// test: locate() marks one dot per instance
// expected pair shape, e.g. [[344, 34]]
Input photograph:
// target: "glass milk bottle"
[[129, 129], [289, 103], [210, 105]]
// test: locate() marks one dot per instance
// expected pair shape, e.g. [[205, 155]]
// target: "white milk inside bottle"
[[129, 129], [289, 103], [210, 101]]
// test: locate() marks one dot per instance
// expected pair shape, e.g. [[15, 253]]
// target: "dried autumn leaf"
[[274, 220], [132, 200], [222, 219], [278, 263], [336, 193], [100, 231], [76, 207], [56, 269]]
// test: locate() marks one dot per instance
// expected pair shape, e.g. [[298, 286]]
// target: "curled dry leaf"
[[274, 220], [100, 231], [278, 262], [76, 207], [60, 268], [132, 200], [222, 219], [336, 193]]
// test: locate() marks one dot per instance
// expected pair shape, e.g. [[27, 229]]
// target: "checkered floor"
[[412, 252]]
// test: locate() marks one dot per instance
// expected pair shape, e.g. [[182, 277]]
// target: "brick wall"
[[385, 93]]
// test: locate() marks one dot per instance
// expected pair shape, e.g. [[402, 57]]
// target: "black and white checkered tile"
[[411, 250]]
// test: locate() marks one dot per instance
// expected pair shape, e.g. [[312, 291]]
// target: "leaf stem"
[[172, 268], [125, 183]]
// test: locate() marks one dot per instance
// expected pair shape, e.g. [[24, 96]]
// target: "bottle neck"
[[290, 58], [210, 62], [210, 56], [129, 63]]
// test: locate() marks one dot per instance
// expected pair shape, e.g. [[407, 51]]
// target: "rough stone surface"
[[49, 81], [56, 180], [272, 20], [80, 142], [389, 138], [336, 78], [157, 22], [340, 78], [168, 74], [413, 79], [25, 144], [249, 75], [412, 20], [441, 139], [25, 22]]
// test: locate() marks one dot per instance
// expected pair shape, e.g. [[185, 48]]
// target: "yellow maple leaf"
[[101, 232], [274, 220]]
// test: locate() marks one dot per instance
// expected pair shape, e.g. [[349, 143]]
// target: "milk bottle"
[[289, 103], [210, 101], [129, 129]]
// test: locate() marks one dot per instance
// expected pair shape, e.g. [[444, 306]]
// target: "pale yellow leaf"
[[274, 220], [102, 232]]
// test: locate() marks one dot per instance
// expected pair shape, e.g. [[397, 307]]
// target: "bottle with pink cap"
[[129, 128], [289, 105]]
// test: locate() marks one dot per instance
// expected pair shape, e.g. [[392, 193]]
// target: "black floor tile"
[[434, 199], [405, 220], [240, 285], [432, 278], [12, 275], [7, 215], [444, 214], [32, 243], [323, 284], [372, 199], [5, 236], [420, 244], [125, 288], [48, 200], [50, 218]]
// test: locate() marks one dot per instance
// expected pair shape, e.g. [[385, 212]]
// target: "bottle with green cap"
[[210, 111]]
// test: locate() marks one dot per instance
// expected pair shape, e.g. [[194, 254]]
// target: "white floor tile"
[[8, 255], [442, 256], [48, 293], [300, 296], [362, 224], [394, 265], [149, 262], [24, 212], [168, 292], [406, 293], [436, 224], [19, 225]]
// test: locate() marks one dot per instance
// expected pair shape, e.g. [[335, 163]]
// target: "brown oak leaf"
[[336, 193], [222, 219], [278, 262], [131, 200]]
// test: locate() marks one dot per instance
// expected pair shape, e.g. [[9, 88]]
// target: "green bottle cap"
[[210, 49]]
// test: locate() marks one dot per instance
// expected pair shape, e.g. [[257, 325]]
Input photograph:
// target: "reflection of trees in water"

● **Problem to solve**: The records above are to be reproduced exactly, with nothing left out.

● **Exercise output**:
// test: locate() marks one dot per instance
// expected pair shape, e.g. [[344, 34]]
Input photograph:
// target: "glass milk bottle"
[[129, 129], [289, 103], [210, 105]]
// test: locate() marks one dot per instance
// expected pair shape, e.g. [[205, 155]]
// target: "white milk inside bottle"
[[129, 129], [289, 103], [210, 101]]
// test: locate() marks one dot per instance
// expected pair shape, e.g. [[15, 253]]
// target: "dried autumn leaf"
[[274, 220], [132, 200], [222, 219], [278, 263], [336, 193], [100, 231], [76, 207], [56, 269]]
// test: locate() marks one dot per instance
// expected pair shape, e.g. [[298, 286]]
// target: "curled dry leaf"
[[274, 220], [100, 231], [278, 262], [76, 207], [60, 268], [132, 200], [222, 219], [336, 193]]
// test: locate() marks one dot per instance
// expected pair shape, e.g. [[27, 229]]
// target: "checkered floor"
[[412, 252]]
// test: locate() marks one dot per instance
// expected pair shape, e.g. [[182, 277]]
// target: "brick wall"
[[385, 93]]
// test: locate() marks one dot per instance
// expected pair shape, e.g. [[402, 57]]
// target: "black and white checkered tile"
[[411, 250]]
// test: locate() marks one dot per instance
// expected pair shape, e.g. [[312, 291]]
// target: "leaf stem"
[[172, 268], [125, 183]]
// test: locate() marks one dot per instance
// expected pair shape, e.g. [[24, 96]]
// target: "bottle neck"
[[290, 58], [210, 62], [210, 56], [129, 63]]
// test: locate() marks one dot per instance
// expected pair shape, e.g. [[407, 51]]
// target: "rough stone surface"
[[49, 81], [56, 180], [272, 20], [80, 142], [389, 138], [336, 78], [157, 22], [340, 78], [168, 74], [413, 79], [25, 144], [249, 75], [412, 20], [441, 139], [25, 22]]
// test: locate() marks one dot per instance
// expected pair shape, e.g. [[185, 48]]
// target: "yellow maple leaf"
[[101, 232], [274, 220]]
// test: locate() marks one dot per instance
// expected pair shape, e.g. [[349, 143]]
// target: "milk bottle"
[[289, 103], [210, 101], [129, 129]]
// test: locate() marks one dot per instance
// expected pair shape, e.g. [[444, 306]]
// target: "pale yellow leaf"
[[274, 220], [102, 232]]
// test: locate() marks one dot per instance
// expected pair shape, e.g. [[397, 307]]
// target: "bottle with pink cap"
[[129, 128], [289, 105]]
// test: locate() marks one dot per instance
// expected pair shape, e.g. [[392, 193]]
// target: "black floor tile"
[[434, 199], [405, 220], [240, 285], [432, 278], [12, 275], [7, 215], [444, 214], [32, 243], [323, 284], [372, 199], [5, 236], [420, 244], [125, 288], [48, 200], [50, 218]]
// test: locate() marks one dot per instance
// expected pair shape, e.g. [[385, 212]]
// target: "bottle with green cap"
[[210, 111]]
// test: locate() marks one dot per instance
// expected pair shape, e.g. [[194, 254]]
// target: "white floor tile"
[[8, 255], [442, 256], [48, 293], [300, 296], [362, 224], [394, 265], [149, 262], [24, 212], [168, 292], [406, 293], [436, 224], [19, 225]]
// test: locate() marks one dot per instance
// expected pair shape, e.g. [[335, 163]]
// target: "brown oak leaf"
[[336, 193], [222, 219], [278, 262], [131, 200]]
// test: locate() marks one dot per instance
// expected pair shape, e.g. [[9, 88]]
// target: "green bottle cap"
[[210, 49]]
// test: locate() marks one dot per instance
// expected pair shape, e.g. [[257, 325]]
Input photograph:
// target: "reflection of trees in water"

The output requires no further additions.